Lay out each line of the records below as a Markdown table with two columns, Row and Line, numbering the rows and omitting blank lines. Leave the pictures out of your answer.

:: Supplied material ::
+ + + +

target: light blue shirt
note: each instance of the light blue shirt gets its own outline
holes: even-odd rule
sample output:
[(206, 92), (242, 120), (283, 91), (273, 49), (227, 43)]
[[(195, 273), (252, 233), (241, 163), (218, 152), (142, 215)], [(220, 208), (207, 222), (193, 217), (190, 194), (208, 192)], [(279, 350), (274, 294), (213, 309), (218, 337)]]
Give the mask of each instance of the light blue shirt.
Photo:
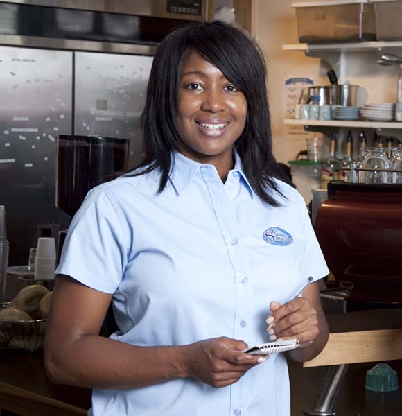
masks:
[[(166, 188), (159, 173), (122, 177), (91, 190), (69, 229), (57, 273), (114, 293), (120, 331), (135, 345), (180, 345), (227, 336), (268, 342), (272, 300), (286, 302), (308, 276), (328, 274), (304, 202), (274, 207), (252, 189), (236, 155), (225, 184), (214, 166), (180, 153)], [(238, 383), (194, 379), (93, 392), (94, 416), (290, 416), (283, 354)]]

+ + + +

:: Written reply ::
| Row | Line |
|---|---|
| 1 | target: light blue shirt |
| 2 | note: each instance of the light blue shirt gets its own outline |
| 3 | holes: even-odd rule |
| 4 | sample output: |
| 5 | [(206, 92), (242, 120), (283, 91), (273, 49), (227, 43)] |
| 6 | [[(195, 273), (252, 233), (241, 163), (218, 152), (142, 215)], [(220, 208), (207, 222), (193, 217), (190, 194), (208, 192)], [(279, 350), (274, 294), (213, 309), (218, 337)]] |
| 7 | Give the mask of each instance of the light blue shirt. |
| 8 | Photo: |
| 9 | masks: |
| 10 | [[(166, 188), (159, 173), (122, 177), (91, 190), (69, 229), (57, 273), (114, 293), (120, 331), (135, 345), (180, 345), (227, 336), (268, 342), (272, 300), (286, 302), (308, 276), (328, 274), (304, 202), (274, 207), (252, 189), (236, 155), (225, 184), (214, 166), (180, 153)], [(238, 383), (194, 379), (93, 392), (94, 416), (290, 416), (283, 354)]] |